#### Document text:
--- START ---

= Chip Mellor =

American lawyer and political activist (1950–2024)

William H. "Chip" Mellor (December 31, 1950 – October 11, 2024) was an American lawyer who co-founded the Institute for Justice (IJ). Mellor served as IJ's founding president and general counsel and later as chairman of the organization's board of directors. During his career at IJ, Mellor pursued constitutional litigation in four areas: economic liberty, property rights, school choice, and free speech.

==Early career==
Mellor received his B.A. from Ohio State University in 1973 and his J.D. from the University of Denver Law School in 1977. From 1979 to 1983, he practiced public interest law with the Mountain States Legal Foundation in Denver. Following his time there, he served in the Ronald Reagan administration as Deputy General Counsel for Legislation and Regulations in the United States Department of Energy.

From 1986 until 1991, Mellor served as president of the Pacific Research Institute, a think tank located in San Francisco, California. Under Mellor's leadership, the organization commissioned and published books on civil rights, property rights, technology, and the First Amendment that would later serve as the Institute for Justice's long-term strategic litigation blueprint.

==Institute for Justice ==
In 1991, Clint Bolick and Chip Mellor founded the Institute for Justice, a nonprofit libertarian public interest law firm. Under Mellor's leadership as president and board chairman, the Institute for Justice litigated 12 U.S. Supreme Court cases, winning 10 of them. In addition, the organization helped pursue the landmark District of Columbia v. Heller case, in which the Supreme Court held that the Second Amendment to the U.S. Constitution protects an individual's right to possess a firearm for private use.

Mellor personally litigated lawsuits that broke open Denver's 50-year-old taxi monopoly, ended the funeral industry's monopoly on casket sales in Tennessee, and defended New Jersey's welfare reform. He also established the Institute for Justice Clinic on Entrepreneurship at the University of Chicago and worked with University of Chicago professor Richard Epstein on amicus briefs for eight property rights cases before the U.S. Supreme Court.

--- END ---

#### Dataset excerpts:
--- START ---

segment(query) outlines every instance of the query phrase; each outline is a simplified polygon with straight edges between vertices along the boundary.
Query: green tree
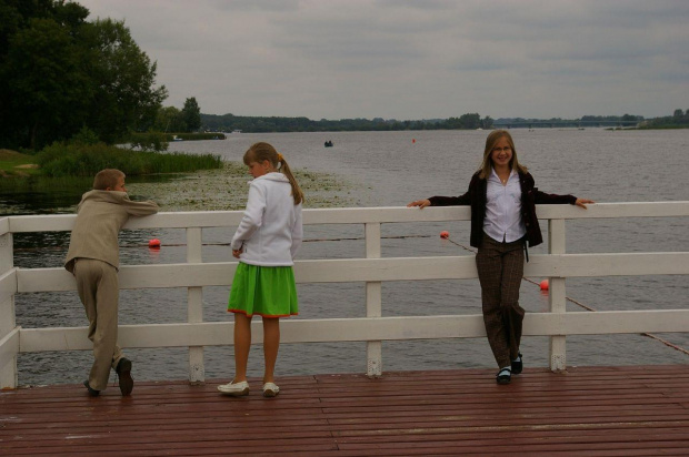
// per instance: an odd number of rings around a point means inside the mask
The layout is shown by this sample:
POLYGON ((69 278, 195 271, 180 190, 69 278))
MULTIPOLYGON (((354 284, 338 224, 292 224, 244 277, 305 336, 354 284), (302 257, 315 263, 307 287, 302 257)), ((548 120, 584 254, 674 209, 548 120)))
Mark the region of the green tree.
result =
POLYGON ((174 106, 158 110, 153 130, 158 132, 186 132, 187 124, 182 121, 182 112, 174 106))
POLYGON ((197 99, 194 97, 184 101, 184 108, 182 108, 181 114, 182 121, 187 126, 184 130, 186 132, 199 130, 201 126, 201 109, 199 108, 199 103, 197 103, 197 99))
POLYGON ((154 88, 157 63, 141 51, 123 21, 97 20, 91 30, 96 59, 90 126, 107 143, 128 131, 146 131, 167 98, 164 85, 154 88))
POLYGON ((0 0, 0 146, 40 149, 88 128, 146 130, 167 97, 123 22, 63 0, 0 0))

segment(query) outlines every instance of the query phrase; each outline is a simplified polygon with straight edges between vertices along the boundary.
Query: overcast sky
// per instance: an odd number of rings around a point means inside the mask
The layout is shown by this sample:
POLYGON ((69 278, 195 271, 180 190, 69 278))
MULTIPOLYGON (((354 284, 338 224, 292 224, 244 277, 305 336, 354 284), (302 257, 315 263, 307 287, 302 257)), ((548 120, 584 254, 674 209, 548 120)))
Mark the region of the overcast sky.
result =
POLYGON ((493 119, 689 110, 688 0, 77 0, 209 114, 493 119))

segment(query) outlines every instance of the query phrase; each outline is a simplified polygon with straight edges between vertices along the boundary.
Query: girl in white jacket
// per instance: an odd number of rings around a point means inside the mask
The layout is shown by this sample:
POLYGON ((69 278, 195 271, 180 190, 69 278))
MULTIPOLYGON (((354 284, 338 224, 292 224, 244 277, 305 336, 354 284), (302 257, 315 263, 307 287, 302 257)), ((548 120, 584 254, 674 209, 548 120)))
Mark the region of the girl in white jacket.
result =
POLYGON ((251 317, 258 314, 263 321, 263 396, 274 397, 280 392, 274 384, 279 318, 299 311, 292 265, 303 233, 303 193, 284 158, 270 144, 253 144, 244 153, 244 163, 254 179, 231 243, 232 255, 239 258, 228 305, 234 313, 234 379, 218 390, 231 396, 249 394, 251 317))

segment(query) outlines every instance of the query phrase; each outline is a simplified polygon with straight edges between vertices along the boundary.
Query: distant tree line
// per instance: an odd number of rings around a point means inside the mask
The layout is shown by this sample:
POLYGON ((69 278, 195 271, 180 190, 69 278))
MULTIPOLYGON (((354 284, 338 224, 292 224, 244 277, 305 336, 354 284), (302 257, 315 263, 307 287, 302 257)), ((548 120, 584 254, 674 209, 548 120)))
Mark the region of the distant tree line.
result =
POLYGON ((420 121, 369 119, 340 119, 313 121, 308 118, 241 116, 233 114, 201 114, 203 130, 213 132, 342 132, 342 131, 393 131, 393 130, 455 130, 490 129, 492 119, 481 119, 478 113, 462 114, 459 118, 420 121))

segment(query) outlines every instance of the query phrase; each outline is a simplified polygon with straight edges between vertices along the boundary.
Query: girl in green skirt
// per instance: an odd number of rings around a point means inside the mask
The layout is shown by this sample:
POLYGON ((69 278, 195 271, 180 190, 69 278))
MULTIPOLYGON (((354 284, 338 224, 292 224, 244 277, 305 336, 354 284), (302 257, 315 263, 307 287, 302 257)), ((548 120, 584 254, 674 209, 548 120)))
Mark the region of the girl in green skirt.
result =
POLYGON ((234 313, 234 379, 218 386, 231 396, 249 394, 247 362, 251 347, 251 318, 263 321, 263 396, 274 397, 274 367, 280 346, 280 317, 298 314, 292 265, 301 246, 303 193, 284 158, 268 143, 244 153, 254 177, 243 217, 232 237, 239 265, 232 281, 228 311, 234 313))

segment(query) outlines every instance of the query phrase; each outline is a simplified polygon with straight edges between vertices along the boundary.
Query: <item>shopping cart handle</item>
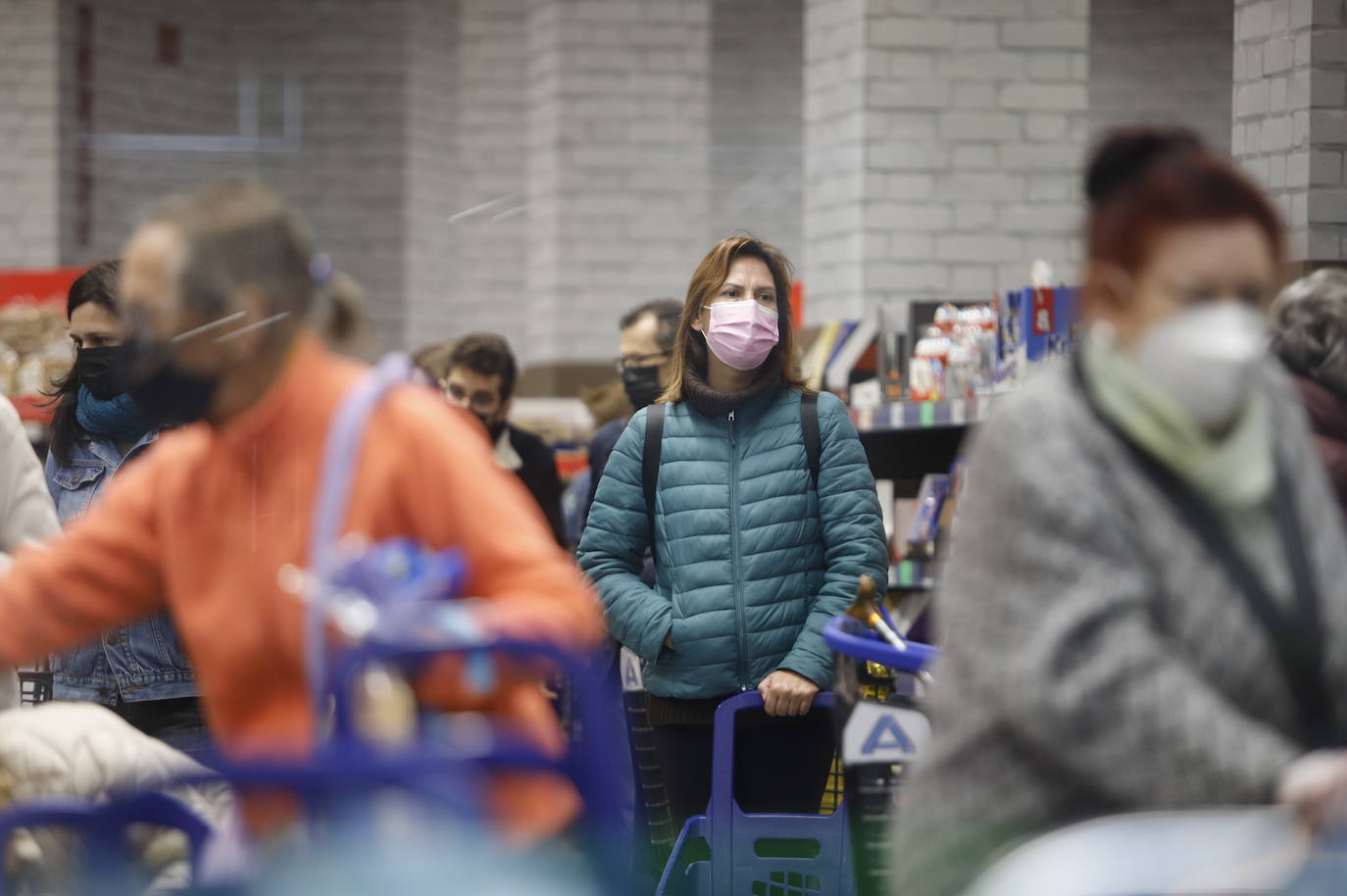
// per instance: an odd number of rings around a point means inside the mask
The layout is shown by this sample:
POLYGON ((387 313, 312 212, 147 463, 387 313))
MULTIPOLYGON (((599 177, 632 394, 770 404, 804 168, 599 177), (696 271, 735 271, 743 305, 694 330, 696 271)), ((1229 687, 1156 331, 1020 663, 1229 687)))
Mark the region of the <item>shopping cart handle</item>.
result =
MULTIPOLYGON (((193 873, 211 834, 210 825, 182 800, 150 791, 102 804, 47 798, 19 806, 0 815, 0 843, 8 843, 20 827, 70 827, 86 837, 85 846, 93 856, 93 864, 98 865, 113 861, 112 856, 125 849, 124 835, 131 825, 156 825, 182 831, 187 837, 193 873)), ((94 868, 96 873, 108 870, 94 868)), ((12 892, 8 874, 0 874, 0 893, 12 892)))
POLYGON ((846 613, 828 620, 823 627, 823 640, 838 653, 904 672, 920 672, 940 656, 939 648, 911 640, 907 641, 908 649, 898 651, 846 613))

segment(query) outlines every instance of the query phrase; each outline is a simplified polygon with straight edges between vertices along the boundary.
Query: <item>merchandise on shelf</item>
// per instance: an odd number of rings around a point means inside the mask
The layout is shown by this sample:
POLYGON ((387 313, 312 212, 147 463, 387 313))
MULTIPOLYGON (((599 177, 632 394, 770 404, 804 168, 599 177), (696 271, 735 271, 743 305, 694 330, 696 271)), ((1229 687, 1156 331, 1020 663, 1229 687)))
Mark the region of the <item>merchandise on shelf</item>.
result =
POLYGON ((1075 287, 1025 287, 998 299, 998 387, 1014 387, 1030 365, 1075 350, 1079 344, 1078 295, 1075 287))
POLYGON ((30 423, 46 423, 43 392, 70 372, 65 300, 82 268, 0 271, 0 392, 30 423))

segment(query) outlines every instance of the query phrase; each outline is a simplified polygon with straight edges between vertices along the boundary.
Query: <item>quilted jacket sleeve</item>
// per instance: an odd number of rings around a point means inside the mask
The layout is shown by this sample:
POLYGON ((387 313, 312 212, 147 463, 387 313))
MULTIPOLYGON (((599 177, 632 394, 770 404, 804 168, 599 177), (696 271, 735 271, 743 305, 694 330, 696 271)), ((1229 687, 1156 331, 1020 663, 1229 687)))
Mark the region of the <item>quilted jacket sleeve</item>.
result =
POLYGON ((832 686, 832 651, 823 627, 846 610, 861 575, 889 581, 889 551, 874 477, 846 407, 835 395, 819 396, 823 457, 819 463, 819 524, 823 531, 823 587, 781 668, 822 689, 832 686))
POLYGON ((643 410, 607 459, 581 538, 579 562, 598 589, 613 637, 653 663, 672 627, 674 608, 640 577, 649 546, 641 488, 644 442, 643 410))

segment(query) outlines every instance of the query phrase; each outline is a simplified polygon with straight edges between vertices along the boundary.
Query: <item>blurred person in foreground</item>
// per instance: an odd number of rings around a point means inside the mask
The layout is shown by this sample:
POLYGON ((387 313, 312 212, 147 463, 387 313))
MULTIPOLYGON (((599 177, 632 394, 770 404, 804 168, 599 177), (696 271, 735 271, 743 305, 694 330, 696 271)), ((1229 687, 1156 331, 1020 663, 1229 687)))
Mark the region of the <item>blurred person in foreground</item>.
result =
MULTIPOLYGON (((66 296, 75 364, 55 383, 47 488, 70 524, 159 439, 129 385, 129 352, 117 310, 121 263, 100 261, 66 296)), ((183 752, 209 749, 197 679, 167 609, 51 656, 51 695, 108 706, 136 729, 183 752)))
POLYGON ((1281 221, 1184 129, 1113 133, 1086 194, 1080 354, 970 457, 902 896, 1090 817, 1321 819, 1347 786, 1347 542, 1266 356, 1281 221))
MULTIPOLYGON (((299 757, 318 719, 304 675, 306 605, 279 573, 307 563, 325 441, 365 365, 314 330, 330 279, 307 229, 255 181, 174 197, 127 245, 120 282, 136 404, 189 422, 121 472, 63 539, 0 575, 0 662, 74 647, 167 602, 226 756, 299 757), (319 264, 319 260, 323 264, 319 264)), ((461 550, 488 632, 589 648, 597 602, 475 423, 428 389, 396 387, 364 433, 342 535, 461 550)), ((560 730, 533 674, 485 695, 431 666, 430 705, 489 713, 543 749, 560 730)), ((517 839, 578 811, 564 781, 500 775, 490 810, 517 839)), ((282 819, 253 812, 255 826, 282 819)))
MULTIPOLYGON (((651 299, 624 314, 618 322, 617 372, 633 411, 653 404, 668 385, 665 379, 682 314, 683 305, 678 299, 651 299)), ((585 500, 585 517, 589 517, 589 508, 594 504, 594 494, 603 478, 603 468, 607 466, 617 441, 622 438, 628 419, 605 423, 590 439, 590 488, 585 500)))
POLYGON ((1347 269, 1296 280, 1272 306, 1272 348, 1294 375, 1319 457, 1347 512, 1347 269))

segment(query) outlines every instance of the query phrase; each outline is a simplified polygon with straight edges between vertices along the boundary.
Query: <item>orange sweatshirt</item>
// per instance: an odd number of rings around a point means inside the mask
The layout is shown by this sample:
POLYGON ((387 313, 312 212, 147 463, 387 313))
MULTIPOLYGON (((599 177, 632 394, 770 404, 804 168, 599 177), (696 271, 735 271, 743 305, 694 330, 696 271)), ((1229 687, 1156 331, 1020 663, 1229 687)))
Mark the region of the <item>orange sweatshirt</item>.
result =
MULTIPOLYGON (((329 423, 365 369, 304 335, 244 415, 164 434, 65 538, 20 551, 0 575, 0 662, 74 647, 167 601, 225 753, 307 750, 304 606, 277 571, 307 565, 329 423)), ((575 647, 601 637, 595 597, 519 478, 497 468, 475 422, 430 389, 396 388, 374 411, 343 532, 458 547, 467 594, 494 602, 484 621, 496 631, 575 647)), ((453 678, 423 684, 453 703, 462 695, 453 678)), ((560 746, 533 683, 511 686, 489 710, 560 746)), ((501 780, 496 798, 517 834, 555 830, 577 808, 560 781, 537 776, 501 780)))

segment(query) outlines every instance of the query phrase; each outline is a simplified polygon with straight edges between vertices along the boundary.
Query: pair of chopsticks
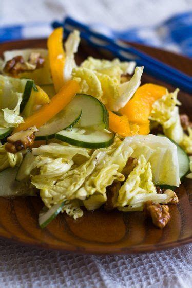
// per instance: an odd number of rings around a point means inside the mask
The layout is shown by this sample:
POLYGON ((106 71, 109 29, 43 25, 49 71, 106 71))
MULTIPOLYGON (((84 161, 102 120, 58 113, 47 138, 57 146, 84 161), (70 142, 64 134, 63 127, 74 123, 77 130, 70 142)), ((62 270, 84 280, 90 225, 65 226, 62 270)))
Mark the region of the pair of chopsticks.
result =
POLYGON ((135 61, 137 66, 144 66, 147 73, 186 92, 192 93, 191 77, 129 44, 94 32, 87 25, 70 17, 66 18, 63 23, 54 22, 53 26, 54 28, 63 26, 67 35, 76 29, 80 32, 81 38, 94 48, 109 51, 122 61, 135 61))

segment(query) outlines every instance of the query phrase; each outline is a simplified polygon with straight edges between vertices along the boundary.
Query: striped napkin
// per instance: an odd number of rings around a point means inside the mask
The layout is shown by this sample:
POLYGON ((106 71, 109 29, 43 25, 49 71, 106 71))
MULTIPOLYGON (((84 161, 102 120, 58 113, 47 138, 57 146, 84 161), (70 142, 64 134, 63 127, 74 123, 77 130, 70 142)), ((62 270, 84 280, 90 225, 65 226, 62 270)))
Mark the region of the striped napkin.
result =
MULTIPOLYGON (((111 29, 101 23, 92 23, 90 27, 114 39, 163 48, 192 56, 192 11, 177 14, 155 26, 143 26, 121 31, 111 29)), ((51 30, 51 24, 45 22, 0 26, 0 42, 47 37, 51 30)))

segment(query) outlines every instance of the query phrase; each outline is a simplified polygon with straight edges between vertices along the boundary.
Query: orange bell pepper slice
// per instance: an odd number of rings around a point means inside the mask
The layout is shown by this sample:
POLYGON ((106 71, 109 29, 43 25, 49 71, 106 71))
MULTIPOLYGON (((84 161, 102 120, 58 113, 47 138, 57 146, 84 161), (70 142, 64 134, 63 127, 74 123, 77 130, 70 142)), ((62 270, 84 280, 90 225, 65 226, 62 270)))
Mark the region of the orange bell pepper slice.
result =
POLYGON ((47 41, 51 72, 56 92, 64 83, 65 53, 63 46, 63 28, 59 27, 50 34, 47 41))
POLYGON ((149 124, 149 121, 148 121, 148 123, 145 124, 139 124, 138 134, 148 135, 150 132, 149 124))
POLYGON ((166 94, 166 89, 154 84, 145 84, 136 91, 133 98, 121 109, 131 122, 148 123, 148 118, 154 102, 166 94))
POLYGON ((39 86, 36 86, 38 91, 32 89, 29 99, 22 112, 25 117, 29 117, 33 113, 35 105, 45 105, 50 102, 50 99, 47 93, 39 86))
POLYGON ((79 89, 80 87, 76 81, 68 81, 62 87, 58 93, 51 98, 49 104, 44 105, 27 118, 24 123, 22 123, 14 129, 13 133, 25 130, 32 126, 36 126, 37 128, 42 126, 66 106, 79 89))
POLYGON ((119 116, 110 111, 109 114, 110 129, 124 137, 131 135, 129 120, 127 116, 119 116))

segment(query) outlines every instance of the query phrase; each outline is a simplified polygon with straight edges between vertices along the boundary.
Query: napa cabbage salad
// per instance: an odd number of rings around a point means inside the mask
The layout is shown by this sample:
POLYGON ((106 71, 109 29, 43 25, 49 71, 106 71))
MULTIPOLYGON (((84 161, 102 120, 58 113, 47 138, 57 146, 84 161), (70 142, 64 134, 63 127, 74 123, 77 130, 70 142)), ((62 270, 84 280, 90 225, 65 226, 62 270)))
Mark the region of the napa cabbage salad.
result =
POLYGON ((47 49, 7 51, 1 61, 1 195, 39 195, 42 228, 60 212, 76 219, 100 207, 143 211, 163 228, 174 190, 191 178, 179 90, 141 85, 144 67, 132 61, 90 56, 78 65, 79 32, 64 47, 63 32, 47 49))

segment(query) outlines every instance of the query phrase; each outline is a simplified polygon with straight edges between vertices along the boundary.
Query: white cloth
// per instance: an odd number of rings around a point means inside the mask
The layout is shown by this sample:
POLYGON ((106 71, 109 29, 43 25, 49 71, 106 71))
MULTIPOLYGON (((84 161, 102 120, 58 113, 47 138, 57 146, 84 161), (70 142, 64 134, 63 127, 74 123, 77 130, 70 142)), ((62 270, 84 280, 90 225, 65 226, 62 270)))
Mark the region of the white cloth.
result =
POLYGON ((191 245, 129 255, 78 255, 0 241, 1 288, 190 288, 191 245))

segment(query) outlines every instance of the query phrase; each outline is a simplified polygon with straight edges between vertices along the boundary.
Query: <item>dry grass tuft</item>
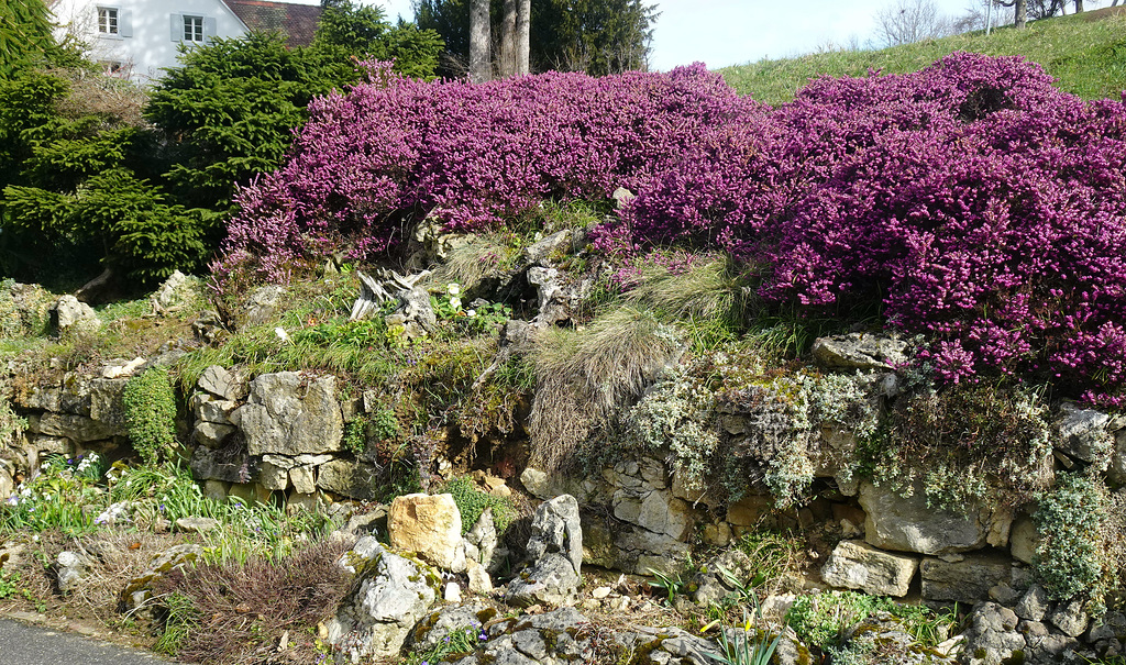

--- END ---

#### Task requirements:
**1.** According to the article on Chip Mellor, in which city was the Pacific Research Institute located?
**2.** Restate the part of the Chip Mellor article from "From 1986 until" to "strategic litigation blueprint." word for word.

#### Answers to the exercises:
**1.** San Francisco, California.

**2.**
From 1986 until 1991, Mellor served as president of the Pacific Research Institute, a think tank located in San Francisco, California. Under Mellor's leadership, the organization commissioned and published books on civil rights, property rights, technology, and the First Amendment that would later serve as the Institute for Justice's long-term strategic litigation blueprint.